### Stated goal:
Write out the passage about Orthodox churches and the WCC word for word, between "The Bulgarian and" and "least three years.", inclusive.

### Article:
Contrary to some predictions, there was no wholesale walkout by Orthodox delegations. But whether they will be back in 2005 is another matter. Orthodox leaders have grumbled for years about the WCC. They say the 50-year-old WCC is run largely by liberal Western Protestants who have a low regard for biblical authority. Among main bones of contention: the liberals' embrace of homosexuality, their advocacy of women's ordination, and their seeming support of the "blasphemous" use of feminist language for God.
"The WCC agenda is dominated by a western Protestant ethos," Russian Orthodox cleric Hilarion Alfeyev told delegates. He said his church is the largest in the WCC, but "we are becoming more and more isolated." Other Orthodox representatives warned they will walk if their concerns are ignored in key WCC documents and statements and if their calls for reforms are unheeded.
The Bulgarian and Georgian Orthodox churches already have left the WCC. Senior Russian Orthodox leaders stayed away from the assembly (Mr. Alfeyev led only a five-man deputation), and many of the Orthodox delegations limited their participation in assembly proceedings as a form of protest. Toward the end of the assembly, delegates agreed to set up a commission to deal with Orthodox concerns. Its work is expected to take at least three years.
However, the Russian Orthodox delegates announced their church will suspend its participation in the 150-member policy-making WCC Central Committee until the commission completes its work. If the results are unsatisfactory, "our church will have to withdraw from the WCC," Mr. Alfeyev told reporters.

### Recorded data:
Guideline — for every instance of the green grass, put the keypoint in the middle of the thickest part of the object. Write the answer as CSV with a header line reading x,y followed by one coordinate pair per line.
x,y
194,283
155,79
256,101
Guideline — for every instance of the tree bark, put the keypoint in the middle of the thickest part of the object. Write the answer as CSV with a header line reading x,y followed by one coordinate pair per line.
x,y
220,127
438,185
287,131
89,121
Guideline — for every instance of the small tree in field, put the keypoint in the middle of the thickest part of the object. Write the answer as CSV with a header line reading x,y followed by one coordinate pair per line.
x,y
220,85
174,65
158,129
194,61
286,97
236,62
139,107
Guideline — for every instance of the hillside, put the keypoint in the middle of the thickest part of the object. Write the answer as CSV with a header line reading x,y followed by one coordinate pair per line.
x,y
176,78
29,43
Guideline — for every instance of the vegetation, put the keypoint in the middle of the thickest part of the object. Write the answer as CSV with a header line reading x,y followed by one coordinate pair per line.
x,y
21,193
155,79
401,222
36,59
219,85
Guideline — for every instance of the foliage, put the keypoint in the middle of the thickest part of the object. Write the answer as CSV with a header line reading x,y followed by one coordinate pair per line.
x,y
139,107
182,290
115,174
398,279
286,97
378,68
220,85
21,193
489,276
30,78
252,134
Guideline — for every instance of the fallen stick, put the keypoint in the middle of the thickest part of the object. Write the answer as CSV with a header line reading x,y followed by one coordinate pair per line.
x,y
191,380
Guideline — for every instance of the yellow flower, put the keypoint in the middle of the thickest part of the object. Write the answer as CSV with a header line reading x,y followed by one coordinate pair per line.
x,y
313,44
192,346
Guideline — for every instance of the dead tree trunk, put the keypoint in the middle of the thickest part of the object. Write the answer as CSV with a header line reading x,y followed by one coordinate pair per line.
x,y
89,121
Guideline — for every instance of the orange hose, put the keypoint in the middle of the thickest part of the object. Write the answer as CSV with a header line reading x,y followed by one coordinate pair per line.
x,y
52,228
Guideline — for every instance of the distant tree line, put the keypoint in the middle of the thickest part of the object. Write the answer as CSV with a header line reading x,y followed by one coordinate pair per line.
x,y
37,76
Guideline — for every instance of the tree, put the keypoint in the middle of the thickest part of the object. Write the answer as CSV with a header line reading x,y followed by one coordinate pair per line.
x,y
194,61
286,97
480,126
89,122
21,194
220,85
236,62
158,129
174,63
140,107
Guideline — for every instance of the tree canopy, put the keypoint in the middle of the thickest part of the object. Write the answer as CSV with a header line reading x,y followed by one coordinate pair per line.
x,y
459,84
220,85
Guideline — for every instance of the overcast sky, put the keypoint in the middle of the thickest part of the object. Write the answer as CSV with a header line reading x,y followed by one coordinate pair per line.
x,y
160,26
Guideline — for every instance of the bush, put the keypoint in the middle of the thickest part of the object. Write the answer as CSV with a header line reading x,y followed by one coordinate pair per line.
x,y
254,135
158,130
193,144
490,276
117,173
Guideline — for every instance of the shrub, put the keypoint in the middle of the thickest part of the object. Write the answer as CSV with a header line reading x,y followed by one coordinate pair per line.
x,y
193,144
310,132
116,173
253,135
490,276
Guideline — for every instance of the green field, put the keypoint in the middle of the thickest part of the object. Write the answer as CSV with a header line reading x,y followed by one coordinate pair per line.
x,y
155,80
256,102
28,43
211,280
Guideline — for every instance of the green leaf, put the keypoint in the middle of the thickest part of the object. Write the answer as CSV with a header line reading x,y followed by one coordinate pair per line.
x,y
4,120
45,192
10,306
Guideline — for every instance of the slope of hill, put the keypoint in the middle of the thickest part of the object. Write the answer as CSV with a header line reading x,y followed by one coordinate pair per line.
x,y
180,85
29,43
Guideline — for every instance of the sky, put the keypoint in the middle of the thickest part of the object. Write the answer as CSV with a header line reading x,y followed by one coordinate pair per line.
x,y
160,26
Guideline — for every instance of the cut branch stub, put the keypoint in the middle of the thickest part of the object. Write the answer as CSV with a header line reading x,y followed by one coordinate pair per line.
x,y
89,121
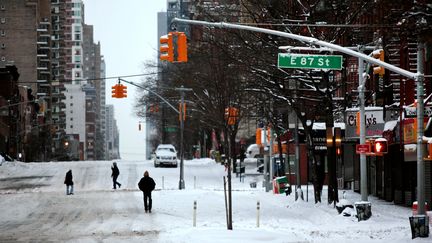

### Solution for this task:
The Bulgarian and Georgian Orthodox churches already have left the WCC. Senior Russian Orthodox leaders stayed away from the assembly (Mr. Alfeyev led only a five-man deputation), and many of the Orthodox delegations limited their participation in assembly proceedings as a form of protest. Toward the end of the assembly, delegates agreed to set up a commission to deal with Orthodox concerns. Its work is expected to take at least three years.